* Document segment:
- Episode no.: Season 1 Episode 5
- Directed by: James Goldstone
- Written by: Ellis St. Joseph
- Cinematography by: John M. Nickolaus
- Production code: 11
- Original air date: October 14, 1963

Guest appearances
- David McCallum; Jill Haworth; Edward Mulhare;

Episode chronology
| ← Previous "The Man with the Power" | Next → "The Man Who Was Never Born" |

= The Sixth Finger =

"The Sixth Finger" is an episode of the original The Outer Limits television show. It first aired on October 14, 1963, during the first season.

==Plot==
Working in a remote Welsh mining town, a rogue scientist, Professor Mathers, discovers a process that affects the speed of evolutionary mutation. Mathers suffers guilt for his role in developing a super-destructive atomic bomb, and hopes his new discovery will benefit the human race.

A disgruntled miner, Gwyllm Griffiths, volunteers for an experiment that will enable the professor to create a being with enhanced mental capabilities. After undergoing the equivalent of 20,000 years of evolution, Gwyllm soon begins growing an overdeveloped cortex and a sixth finger on each hand. When the mutation process begins to operate independently of the professor's influence, Gwyllm takes control of the experiment.

Now experiencing the equivalent of one million years of evolution, and equipped with superior intelligence and powers of mind, such as telekinesis, that are capable of great destruction, Gwyllm seeks vengeance on the mining town which he loathes. When he meets two motorcycle cops, he says, "Your ignorance makes me ill and angry ... your savageness ... must end!" However, before he acts on his thoughts, Gwyllm holds back, realizing he has by now "evolved beyond hatred or revenge, or even the desire for power," and instead longs for "when the mind will cast off the hamperings of the flesh and become all thought and no matter – a vortex of pure intelligence in space."

Gwyllm enlists the help of his girlfriend, Cathy Evans, to operate the machine to push his evolution even further forward. Instead, out of love for him, Cathy reverses the process at the last second, bringing Gwyllm back to his former self. But the out-of-control reversal is too much for Gwyllm, and he slowly succumbs to the adverse effects while Cathy comforts him.

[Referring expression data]
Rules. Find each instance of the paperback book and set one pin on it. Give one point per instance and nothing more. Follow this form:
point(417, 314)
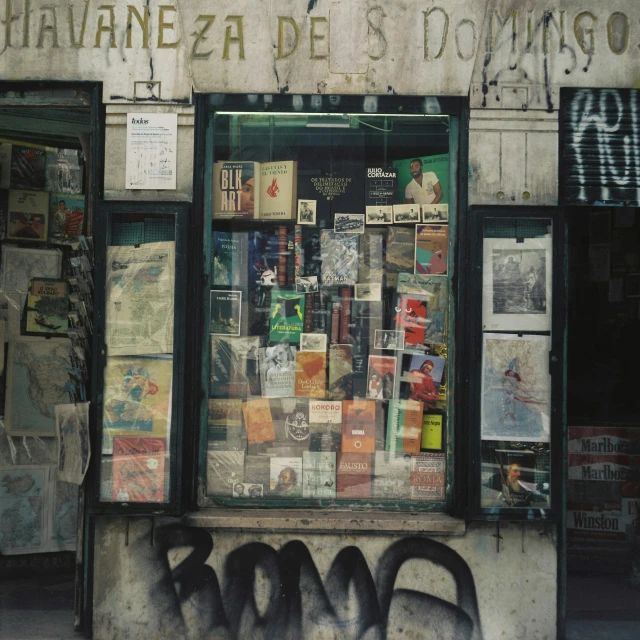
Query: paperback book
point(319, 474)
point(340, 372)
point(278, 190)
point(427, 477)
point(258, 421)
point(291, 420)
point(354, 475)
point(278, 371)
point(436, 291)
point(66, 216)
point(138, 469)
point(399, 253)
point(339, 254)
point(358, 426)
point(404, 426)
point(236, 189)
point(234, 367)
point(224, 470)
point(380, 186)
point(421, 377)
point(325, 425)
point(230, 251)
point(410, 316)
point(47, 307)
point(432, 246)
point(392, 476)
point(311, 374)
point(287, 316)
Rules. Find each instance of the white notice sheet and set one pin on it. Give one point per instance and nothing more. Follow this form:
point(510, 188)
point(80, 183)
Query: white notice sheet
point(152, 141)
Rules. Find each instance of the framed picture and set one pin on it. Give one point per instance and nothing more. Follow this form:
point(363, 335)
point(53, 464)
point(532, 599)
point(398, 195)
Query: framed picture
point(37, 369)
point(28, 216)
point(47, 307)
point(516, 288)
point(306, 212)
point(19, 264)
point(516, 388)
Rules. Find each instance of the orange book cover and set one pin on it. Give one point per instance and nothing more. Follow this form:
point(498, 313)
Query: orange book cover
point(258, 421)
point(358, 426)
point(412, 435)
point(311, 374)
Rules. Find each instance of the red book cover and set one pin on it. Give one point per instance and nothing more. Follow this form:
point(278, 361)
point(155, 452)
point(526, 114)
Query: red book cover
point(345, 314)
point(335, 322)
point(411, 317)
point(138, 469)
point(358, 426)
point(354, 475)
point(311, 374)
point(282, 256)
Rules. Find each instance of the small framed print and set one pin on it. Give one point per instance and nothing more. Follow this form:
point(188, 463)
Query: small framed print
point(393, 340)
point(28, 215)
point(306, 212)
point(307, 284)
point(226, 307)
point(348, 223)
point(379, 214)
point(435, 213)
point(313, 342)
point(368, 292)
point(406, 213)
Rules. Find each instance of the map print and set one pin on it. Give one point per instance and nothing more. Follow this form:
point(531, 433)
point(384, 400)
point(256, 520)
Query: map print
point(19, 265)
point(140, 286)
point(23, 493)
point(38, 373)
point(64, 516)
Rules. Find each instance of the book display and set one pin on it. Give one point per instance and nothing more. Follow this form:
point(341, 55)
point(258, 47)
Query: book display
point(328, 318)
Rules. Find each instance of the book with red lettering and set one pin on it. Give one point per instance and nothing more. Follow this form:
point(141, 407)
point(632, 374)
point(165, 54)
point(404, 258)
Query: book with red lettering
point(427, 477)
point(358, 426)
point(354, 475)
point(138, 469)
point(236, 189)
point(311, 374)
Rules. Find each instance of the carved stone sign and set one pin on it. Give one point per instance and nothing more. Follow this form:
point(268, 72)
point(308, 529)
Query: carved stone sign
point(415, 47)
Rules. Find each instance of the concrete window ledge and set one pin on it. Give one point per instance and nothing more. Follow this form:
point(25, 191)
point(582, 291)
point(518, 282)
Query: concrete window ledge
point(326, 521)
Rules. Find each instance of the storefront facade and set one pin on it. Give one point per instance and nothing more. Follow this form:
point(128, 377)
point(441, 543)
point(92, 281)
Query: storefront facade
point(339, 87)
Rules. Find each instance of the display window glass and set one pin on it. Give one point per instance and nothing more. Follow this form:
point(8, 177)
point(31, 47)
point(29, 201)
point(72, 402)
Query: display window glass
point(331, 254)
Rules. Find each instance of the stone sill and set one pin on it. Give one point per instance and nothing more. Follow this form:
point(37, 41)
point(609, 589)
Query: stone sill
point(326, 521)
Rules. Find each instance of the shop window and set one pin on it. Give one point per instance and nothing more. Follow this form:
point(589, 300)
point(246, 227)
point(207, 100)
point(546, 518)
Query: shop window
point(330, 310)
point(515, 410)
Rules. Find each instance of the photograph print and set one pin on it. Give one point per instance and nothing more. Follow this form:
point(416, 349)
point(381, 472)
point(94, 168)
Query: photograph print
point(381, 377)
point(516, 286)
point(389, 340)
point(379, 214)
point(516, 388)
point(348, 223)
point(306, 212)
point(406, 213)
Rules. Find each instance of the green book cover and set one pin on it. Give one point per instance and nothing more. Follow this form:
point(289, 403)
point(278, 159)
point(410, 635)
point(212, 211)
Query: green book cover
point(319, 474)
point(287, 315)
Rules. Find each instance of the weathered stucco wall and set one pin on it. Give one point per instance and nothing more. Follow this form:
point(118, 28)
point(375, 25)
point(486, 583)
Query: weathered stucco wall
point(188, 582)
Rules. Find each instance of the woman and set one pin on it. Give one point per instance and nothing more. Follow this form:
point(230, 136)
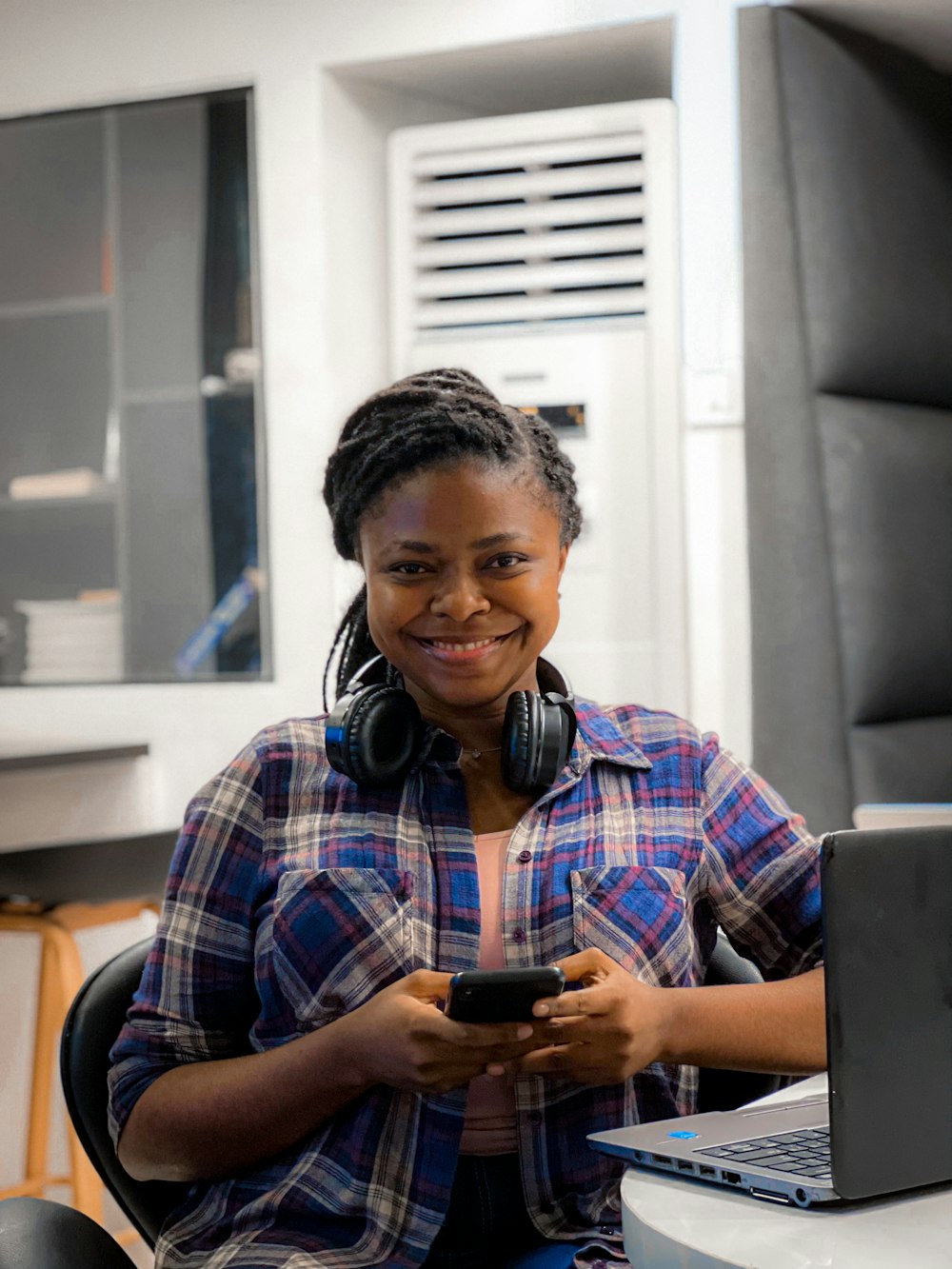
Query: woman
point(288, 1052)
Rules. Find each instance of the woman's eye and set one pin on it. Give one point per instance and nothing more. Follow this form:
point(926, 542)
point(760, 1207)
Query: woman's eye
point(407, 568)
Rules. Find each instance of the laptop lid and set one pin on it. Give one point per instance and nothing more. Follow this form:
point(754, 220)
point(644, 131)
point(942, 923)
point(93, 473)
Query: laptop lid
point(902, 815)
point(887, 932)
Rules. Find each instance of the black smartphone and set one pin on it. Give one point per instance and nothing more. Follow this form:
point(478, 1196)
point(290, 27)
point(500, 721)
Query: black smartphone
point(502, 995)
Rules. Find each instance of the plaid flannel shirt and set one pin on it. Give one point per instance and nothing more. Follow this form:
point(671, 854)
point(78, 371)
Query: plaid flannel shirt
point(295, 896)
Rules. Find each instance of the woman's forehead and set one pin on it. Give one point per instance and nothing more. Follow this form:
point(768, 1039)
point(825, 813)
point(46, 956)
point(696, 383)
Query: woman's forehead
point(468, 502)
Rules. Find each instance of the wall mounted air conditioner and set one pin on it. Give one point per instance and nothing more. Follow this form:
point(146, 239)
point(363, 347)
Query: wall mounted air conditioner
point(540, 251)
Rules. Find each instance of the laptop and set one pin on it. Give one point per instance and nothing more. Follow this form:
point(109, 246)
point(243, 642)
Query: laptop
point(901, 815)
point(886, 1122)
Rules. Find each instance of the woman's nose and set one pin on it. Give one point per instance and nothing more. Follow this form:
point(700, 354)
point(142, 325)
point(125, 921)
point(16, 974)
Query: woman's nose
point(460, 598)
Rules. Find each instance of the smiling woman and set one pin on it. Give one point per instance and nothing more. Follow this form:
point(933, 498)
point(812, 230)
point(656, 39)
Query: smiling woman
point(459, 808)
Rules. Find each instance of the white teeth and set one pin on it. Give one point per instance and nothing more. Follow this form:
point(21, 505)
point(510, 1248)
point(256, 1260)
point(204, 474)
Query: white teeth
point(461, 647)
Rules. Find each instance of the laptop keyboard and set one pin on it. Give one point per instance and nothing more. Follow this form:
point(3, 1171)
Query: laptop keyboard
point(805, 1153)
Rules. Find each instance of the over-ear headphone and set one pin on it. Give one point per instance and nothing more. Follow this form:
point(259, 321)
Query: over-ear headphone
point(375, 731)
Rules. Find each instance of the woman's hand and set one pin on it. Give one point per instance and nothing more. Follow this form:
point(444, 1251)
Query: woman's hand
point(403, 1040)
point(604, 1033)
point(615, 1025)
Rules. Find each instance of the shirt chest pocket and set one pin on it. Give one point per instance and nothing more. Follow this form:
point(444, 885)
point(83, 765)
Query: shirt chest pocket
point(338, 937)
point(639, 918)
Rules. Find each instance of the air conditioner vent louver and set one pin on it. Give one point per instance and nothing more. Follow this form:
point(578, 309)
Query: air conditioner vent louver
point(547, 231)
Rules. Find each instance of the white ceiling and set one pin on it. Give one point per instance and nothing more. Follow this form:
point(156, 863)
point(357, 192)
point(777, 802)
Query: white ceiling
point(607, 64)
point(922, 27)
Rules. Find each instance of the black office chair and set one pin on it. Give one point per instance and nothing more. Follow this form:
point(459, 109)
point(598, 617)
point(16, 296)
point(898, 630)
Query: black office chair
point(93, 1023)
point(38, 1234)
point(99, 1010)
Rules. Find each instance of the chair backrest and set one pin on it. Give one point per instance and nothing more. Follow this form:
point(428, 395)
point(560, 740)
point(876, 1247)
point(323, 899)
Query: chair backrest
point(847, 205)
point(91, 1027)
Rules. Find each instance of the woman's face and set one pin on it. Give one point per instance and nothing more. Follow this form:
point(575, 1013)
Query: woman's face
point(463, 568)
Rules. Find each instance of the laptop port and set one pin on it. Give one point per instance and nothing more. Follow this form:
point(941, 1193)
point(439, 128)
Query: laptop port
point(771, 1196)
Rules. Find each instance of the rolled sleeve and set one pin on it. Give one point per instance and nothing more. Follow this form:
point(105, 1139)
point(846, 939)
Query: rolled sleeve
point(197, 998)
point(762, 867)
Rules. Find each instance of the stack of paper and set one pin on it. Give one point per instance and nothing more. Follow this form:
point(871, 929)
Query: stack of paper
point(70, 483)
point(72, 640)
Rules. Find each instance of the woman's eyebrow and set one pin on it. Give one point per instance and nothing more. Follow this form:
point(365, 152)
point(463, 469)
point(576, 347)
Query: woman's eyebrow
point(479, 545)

* Set of tasks:
A. Reproduce word for word the stretch of the article on "The Sixth Finger" from "Gwyllm enlists the" through "Cathy comforts him.".
B. Decide whether each statement agrees with the article on "The Sixth Finger," answering yes or no and quoting the words that settle it: (i) Gwyllm Griffiths works as a miner. (ii) The episode first aired during the second season. (iii) Cathy Evans uses the machine to push Gwyllm's evolution further forward.
C. Render this sentence from the article on "The Sixth Finger" in Spanish: "Gwyllm enlists the help of his girlfriend, Cathy Evans, to operate the machine to push his evolution even further forward."
The items come from a different source than the article on "The Sixth Finger."

* Numbered answers:
A.
Gwyllm enlists the help of his girlfriend, Cathy Evans, to operate the machine to push his evolution even further forward. Instead, out of love for him, Cathy reverses the process at the last second, bringing Gwyllm back to his former self. But the out-of-control reversal is too much for Gwyllm, and he slowly succumbs to the adverse effects while Cathy comforts him.

B.
(i) Yes: "A disgruntled miner, Gwyllm Griffiths, volunteers for an experiment"
(ii) No: "It first aired on October 14, 1963, during the first season."
(iii) No: "Cathy reverses the process at the last second, bringing Gwyllm back to his former self."

C. Gwyllm pide la ayuda de su novia, Cathy Evans, para que maneje la máquina y haga avanzar su evolución aún más.